** Exercise requirements **
Without the pictures, print each of the records below exactly as it appears.

——————

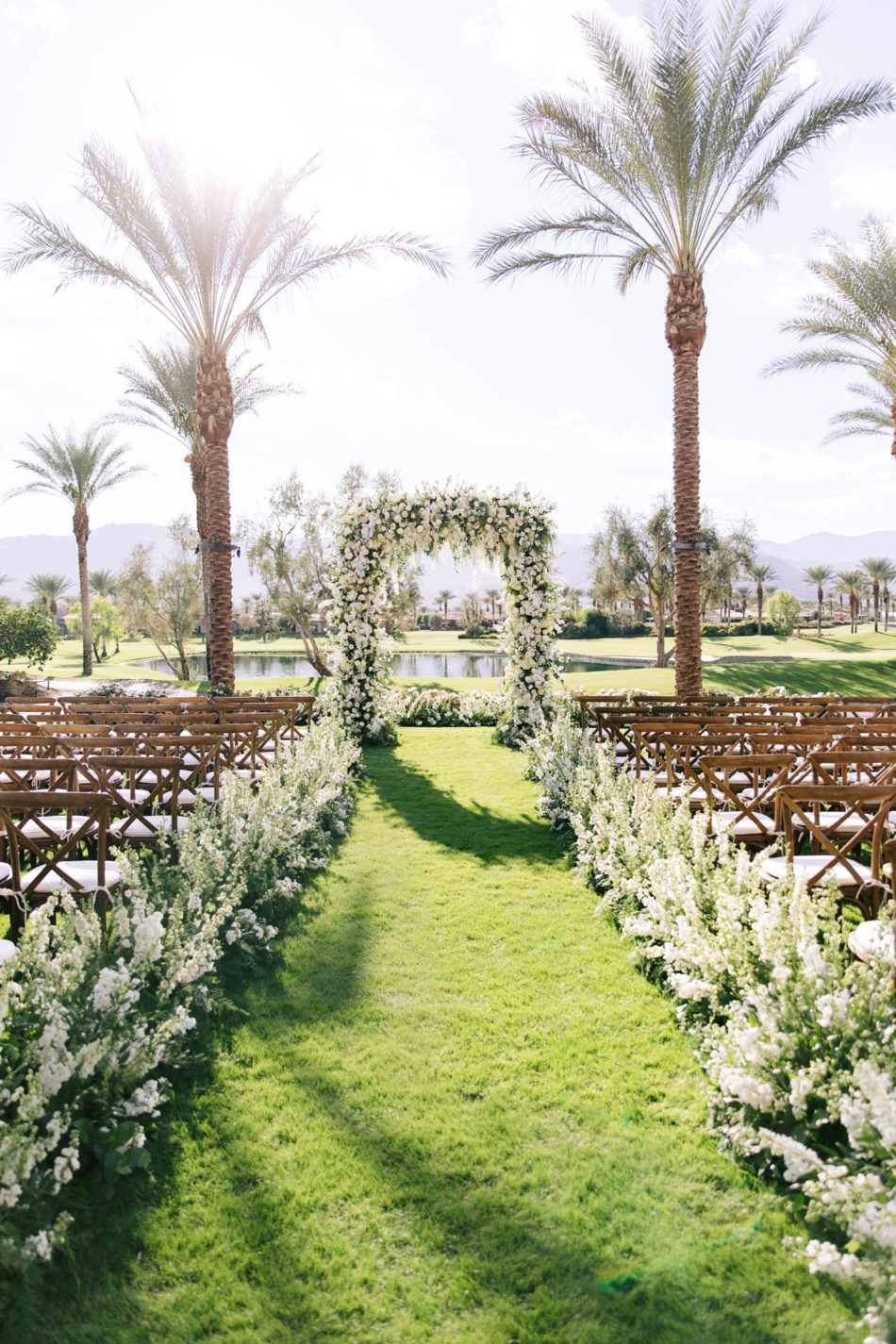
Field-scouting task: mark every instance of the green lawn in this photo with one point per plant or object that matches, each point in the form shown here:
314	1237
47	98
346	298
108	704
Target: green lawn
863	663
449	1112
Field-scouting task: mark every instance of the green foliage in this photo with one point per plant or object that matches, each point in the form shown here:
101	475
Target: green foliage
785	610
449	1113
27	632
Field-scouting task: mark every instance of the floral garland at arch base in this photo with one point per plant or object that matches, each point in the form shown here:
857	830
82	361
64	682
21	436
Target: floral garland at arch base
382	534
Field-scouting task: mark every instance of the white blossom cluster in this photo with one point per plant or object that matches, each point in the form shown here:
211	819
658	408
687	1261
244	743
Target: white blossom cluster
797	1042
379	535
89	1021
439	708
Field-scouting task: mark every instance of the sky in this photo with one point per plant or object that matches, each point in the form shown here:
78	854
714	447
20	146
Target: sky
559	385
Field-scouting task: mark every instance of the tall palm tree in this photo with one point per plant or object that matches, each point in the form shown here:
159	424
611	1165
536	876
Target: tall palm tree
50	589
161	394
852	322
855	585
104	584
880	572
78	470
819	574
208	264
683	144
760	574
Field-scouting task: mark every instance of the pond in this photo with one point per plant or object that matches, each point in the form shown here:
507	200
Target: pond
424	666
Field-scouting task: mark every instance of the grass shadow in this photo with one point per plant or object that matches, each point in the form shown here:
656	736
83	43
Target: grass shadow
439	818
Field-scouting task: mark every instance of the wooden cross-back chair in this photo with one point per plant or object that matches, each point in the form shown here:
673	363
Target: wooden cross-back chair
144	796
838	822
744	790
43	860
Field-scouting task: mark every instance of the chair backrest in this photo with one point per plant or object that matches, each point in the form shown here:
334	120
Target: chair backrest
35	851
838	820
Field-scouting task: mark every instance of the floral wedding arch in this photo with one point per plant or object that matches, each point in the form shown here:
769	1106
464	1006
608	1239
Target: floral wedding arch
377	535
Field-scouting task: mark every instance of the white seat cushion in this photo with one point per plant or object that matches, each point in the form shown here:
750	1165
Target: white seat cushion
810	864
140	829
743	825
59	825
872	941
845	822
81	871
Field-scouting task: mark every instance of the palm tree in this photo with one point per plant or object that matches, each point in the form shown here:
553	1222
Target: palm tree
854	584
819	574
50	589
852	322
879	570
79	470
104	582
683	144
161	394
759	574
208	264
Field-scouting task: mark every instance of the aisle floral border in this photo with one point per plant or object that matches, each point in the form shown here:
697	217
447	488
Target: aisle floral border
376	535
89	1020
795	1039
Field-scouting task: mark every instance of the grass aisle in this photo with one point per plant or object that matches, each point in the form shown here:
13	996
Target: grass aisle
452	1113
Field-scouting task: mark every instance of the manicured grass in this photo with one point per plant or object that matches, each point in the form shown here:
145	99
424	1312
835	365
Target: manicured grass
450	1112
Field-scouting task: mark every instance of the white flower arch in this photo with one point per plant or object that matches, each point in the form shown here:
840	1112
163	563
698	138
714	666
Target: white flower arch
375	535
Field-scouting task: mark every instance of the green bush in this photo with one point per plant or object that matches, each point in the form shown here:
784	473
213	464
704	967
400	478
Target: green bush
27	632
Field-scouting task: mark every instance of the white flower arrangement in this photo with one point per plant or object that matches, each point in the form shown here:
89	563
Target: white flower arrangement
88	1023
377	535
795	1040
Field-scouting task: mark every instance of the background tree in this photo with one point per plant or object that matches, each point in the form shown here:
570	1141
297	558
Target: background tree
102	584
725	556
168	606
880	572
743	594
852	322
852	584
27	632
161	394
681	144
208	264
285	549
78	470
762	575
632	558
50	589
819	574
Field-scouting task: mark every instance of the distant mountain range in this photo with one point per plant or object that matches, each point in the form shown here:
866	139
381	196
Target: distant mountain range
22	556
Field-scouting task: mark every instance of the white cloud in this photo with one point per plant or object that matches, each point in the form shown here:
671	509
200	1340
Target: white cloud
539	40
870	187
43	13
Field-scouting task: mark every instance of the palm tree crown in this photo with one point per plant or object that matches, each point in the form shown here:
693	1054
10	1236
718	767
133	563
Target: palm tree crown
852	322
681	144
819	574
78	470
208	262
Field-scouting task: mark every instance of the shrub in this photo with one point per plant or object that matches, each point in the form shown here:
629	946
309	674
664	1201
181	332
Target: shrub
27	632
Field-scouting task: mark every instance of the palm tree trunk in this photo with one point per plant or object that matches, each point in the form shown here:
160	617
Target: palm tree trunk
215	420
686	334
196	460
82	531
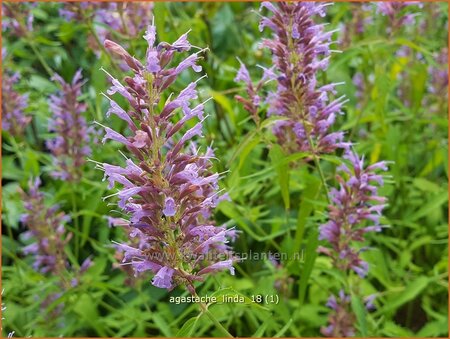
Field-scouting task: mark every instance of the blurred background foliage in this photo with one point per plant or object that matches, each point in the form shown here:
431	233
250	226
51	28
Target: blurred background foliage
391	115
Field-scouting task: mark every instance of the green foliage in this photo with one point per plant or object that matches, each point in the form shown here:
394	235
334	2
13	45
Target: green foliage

——————

** Solution below **
Field-scouting task: mark every instance of the green lawn in this photo with one point per plant or object that matches, each point in the form shown here:
314	1237
47	98
346	298
108	704
Target: green lawn
863	663
449	1112
Field-scouting task: mark every instance of the green foliage in this photo with one point per plant or object that matches, each point in the form shown here:
101	475
Target: green foliage
785	610
449	1113
27	632
Field-scouting task: mark every instance of the floral garland at arch base in this photo with one point per plant or object that matches, each point in the form shown here:
857	830
82	361
64	682
21	436
Target: floral garland at arch base
382	534
Field-scouting task: mark every instance of the white blossom cluster in this photo with one point per plant or object that matches, each point in the form shown here:
211	819
658	408
687	1261
244	743
Target: white blossom cluster
797	1042
379	535
89	1021
439	708
Field-scouting task: mark every instance of the sky in this photo with one point per plant or object that matches, each point in the form shown here:
78	854
714	447
20	146
Target: sky
559	385
Field-scouting task: mark every instance of the tall palm tree in this photo with one point per plant or object that matches, each point in the form shown here:
159	424
611	1165
536	876
Target: tall palm tree
50	589
161	394
852	322
855	585
104	584
880	572
78	470
819	574
208	264
683	144
760	574
Field-scouting task: mark every instance of the pond in this photo with one point per plant or object that matches, each point in the form shown here:
507	200
Target: pond
424	666
Field-scouting task: mark every instance of the grass shadow in this photo with one point per plant or object that matches, each point in the form shown here:
656	736
83	43
Target: grass shadow
439	818
Field-scouting task: mark every instance of the wooden cross-back chair in this photo with one point per plant or object that matches, each point in the form shown here:
673	363
Target: wooden cross-back chair
144	796
838	822
744	790
43	860
Field-scouting task: mark every instance of the chair backrest in this photo with one point per plant or object that matches, each point in the form shown here:
334	120
Target: chair backrest
35	851
838	820
Field-scouting task: mark every instance of the floral wedding arch in this photo with one point per plant or object that matches, each point in the form shown here:
769	1106
464	1006
608	1239
Target: floral wedding arch
377	535
Field-scouting task: mark every instance of the white seat cushion in this photo with one point per plant or object that matches, each point in the form shown here:
750	1165
Target: white seat cushion
810	864
140	829
743	825
59	825
872	941
845	822
81	871
Field-scouting task: mark every instance of the palm tree in this photo with one point per plant or object that matches, each point in the form shown here:
553	1222
Target: palm tree
854	584
819	574
50	589
852	322
879	570
79	470
104	582
683	144
161	394
759	574
208	264
Field-scouting task: mark every instance of the aisle floral border in this photo with one point per plant or object that matches, each point in the form shown here:
697	217
447	488
Target: aisle floral border
376	535
89	1020
795	1039
Field-scouting task: mark every instance of the grass aisle in this photo with one point per plant or object that matches, each point in the form shown here:
13	996
Target: grass aisle
452	1113
Field-scouting task: mark every instance of the manicured grass in this photo with one point per plant or object that matches, each point in the form shown here:
145	99
424	1312
835	365
Target: manicured grass
450	1112
Field-scouting task: mark every instance of the white flower arch in this photo with one point per plant or object that matches, each point in the form shown here:
840	1112
163	563
698	138
714	666
Target: white flower arch
375	535
Field-scouting task: mark every instance of the green bush in this photo with one point per plant or object that matches, each point in the form shown here:
784	473
213	464
704	967
400	478
Target: green bush
27	632
Field-scouting task: mark every instance of the white flower arrangement in this photo with one point per plant or object that matches, each point in the form shown here:
89	563
Target: white flower arrangement
88	1023
377	535
795	1040
Field-scouting task: mark every instance of the background tree in this photo with one point per plant or object that matches, each point in the form shown here:
570	1141
297	558
Target: background tree
102	584
725	556
168	606
880	572
743	594
852	322
852	584
27	632
161	394
681	144
208	264
285	549
78	470
762	575
632	558
50	589
819	574
Field-scouting task: mark every instance of the distant mountain range in this photo with one point per plant or object that matches, each point in the form shown here:
866	139
381	196
Target: distant mountain range
22	556
Field-scouting task: mark every instance of the white cloud in this photo with one point per plant or object that matches, each point in the form shown here:
671	509
200	1340
Target: white cloud
539	40
870	187
43	13
Field-scouting task: mark every instance of the palm tree crown in this photo with one point per plant or object that matches, each point in the form shown here:
693	1054
10	1236
718	767
133	563
Target: palm tree crown
852	322
681	144
819	574
78	470
208	262
Field-scouting task: mark every instance of the shrub in this photo with one point per plant or object that matches, each point in the form shown here:
629	946
309	674
664	1201
181	332
Target: shrub
27	632
Field-scouting task: mark every instance of the palm tree trunk in this photo with one point per plant or object that matches, each point in the form shown here:
160	617
Target: palm tree trunk
215	420
686	334
196	460
82	531
Field-scouting task: mark every instance of the blurred background foliage in this photo with one point per plant or object that matches, each point in the form shown here:
431	233
250	226
51	28
Target: blurred background foliage
391	115
Field-scouting task: mark every instance of the green foliage in this photo with one point per plant or object that matches, each point in the form shown here:
394	235
334	2
13	45
Target: green foliage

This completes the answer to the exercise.